═══ Excerpted text

Taking it from the top, down the hill

Hitmans Towing, Kristen Reynders

The Enterprise — Elizabeth Floyd Mair

Ready to roll: Kristen Reynders stands at the door of one of her tow trucks. She is in the process of moving her towing business from Knox to Altamont.

 

ALTAMONT — Hitmans Towing has moved from Knox — where owner Kristen Reynders was involved in a protracted legal battle spanning the last few years — to Altamont. Reynders hopes to start running the business soon from its new home at 974 Altamont Boulevard, but has run into unexpected delays involving village procedures about special-use permits.

Hitmans signed a lease with building owner Jeff Brown for its new Altamont location on April 1.

The previous tenant, Jim Herzog’s Towing & Recovery, ran a towing and auto repair shop in the space, Reynders said, so she had thought that there wouldn’t be any issue. She says that Brown, who runs Sundown Landscape in the back of the same building, had thought the same thing, and the two of them signed a lease agreement on that assumption.

══════

> [Exercise aim] According to the article about Hitmans Towing, on what date did Hitmans sign the lease for its new Altamont location?

═══ Supplied entries

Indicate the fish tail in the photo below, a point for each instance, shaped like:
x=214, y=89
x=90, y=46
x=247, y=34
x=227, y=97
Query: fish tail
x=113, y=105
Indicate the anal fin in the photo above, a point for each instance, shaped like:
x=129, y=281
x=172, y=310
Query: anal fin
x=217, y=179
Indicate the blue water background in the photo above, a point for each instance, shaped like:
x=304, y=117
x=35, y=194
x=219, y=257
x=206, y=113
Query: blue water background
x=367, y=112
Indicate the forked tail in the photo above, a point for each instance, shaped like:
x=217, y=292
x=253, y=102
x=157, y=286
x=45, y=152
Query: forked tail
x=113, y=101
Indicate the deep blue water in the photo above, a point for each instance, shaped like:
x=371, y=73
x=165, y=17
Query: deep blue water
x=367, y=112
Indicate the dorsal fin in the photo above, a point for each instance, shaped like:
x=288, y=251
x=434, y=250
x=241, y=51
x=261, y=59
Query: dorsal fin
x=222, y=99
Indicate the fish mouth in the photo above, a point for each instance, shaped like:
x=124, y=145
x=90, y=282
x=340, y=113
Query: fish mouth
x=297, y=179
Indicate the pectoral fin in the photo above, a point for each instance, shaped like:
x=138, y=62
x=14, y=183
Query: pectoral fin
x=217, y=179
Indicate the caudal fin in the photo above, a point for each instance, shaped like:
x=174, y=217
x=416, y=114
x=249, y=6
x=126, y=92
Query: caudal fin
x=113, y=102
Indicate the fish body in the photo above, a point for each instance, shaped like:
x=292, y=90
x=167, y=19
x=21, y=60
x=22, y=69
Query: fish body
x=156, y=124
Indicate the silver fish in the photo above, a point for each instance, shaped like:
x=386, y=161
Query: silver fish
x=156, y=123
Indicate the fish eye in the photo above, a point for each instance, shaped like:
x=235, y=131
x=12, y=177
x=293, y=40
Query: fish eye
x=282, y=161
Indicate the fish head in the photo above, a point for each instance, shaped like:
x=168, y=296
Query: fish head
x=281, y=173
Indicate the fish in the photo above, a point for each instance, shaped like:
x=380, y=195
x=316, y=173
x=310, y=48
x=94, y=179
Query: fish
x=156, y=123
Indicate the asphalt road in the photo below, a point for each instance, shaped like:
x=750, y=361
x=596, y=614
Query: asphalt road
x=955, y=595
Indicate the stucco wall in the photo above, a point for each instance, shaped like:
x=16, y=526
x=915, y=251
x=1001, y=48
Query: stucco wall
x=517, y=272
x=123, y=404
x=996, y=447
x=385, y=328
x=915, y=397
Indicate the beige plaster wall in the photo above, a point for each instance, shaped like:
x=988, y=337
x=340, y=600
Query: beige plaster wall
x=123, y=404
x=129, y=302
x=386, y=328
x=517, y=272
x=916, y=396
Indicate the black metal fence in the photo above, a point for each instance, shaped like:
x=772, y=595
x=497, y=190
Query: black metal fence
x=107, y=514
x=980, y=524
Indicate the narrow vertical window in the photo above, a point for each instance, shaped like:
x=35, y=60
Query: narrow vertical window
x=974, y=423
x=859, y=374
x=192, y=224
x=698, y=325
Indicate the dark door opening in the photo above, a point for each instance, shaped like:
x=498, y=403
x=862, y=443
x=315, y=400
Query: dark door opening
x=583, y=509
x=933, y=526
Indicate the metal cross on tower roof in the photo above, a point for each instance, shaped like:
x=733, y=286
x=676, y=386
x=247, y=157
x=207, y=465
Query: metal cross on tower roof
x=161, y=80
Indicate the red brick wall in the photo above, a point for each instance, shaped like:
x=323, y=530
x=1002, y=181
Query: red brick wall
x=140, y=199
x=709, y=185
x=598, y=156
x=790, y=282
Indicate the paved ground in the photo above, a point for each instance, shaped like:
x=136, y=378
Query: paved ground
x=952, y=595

══════

> [Exercise answer] April 1.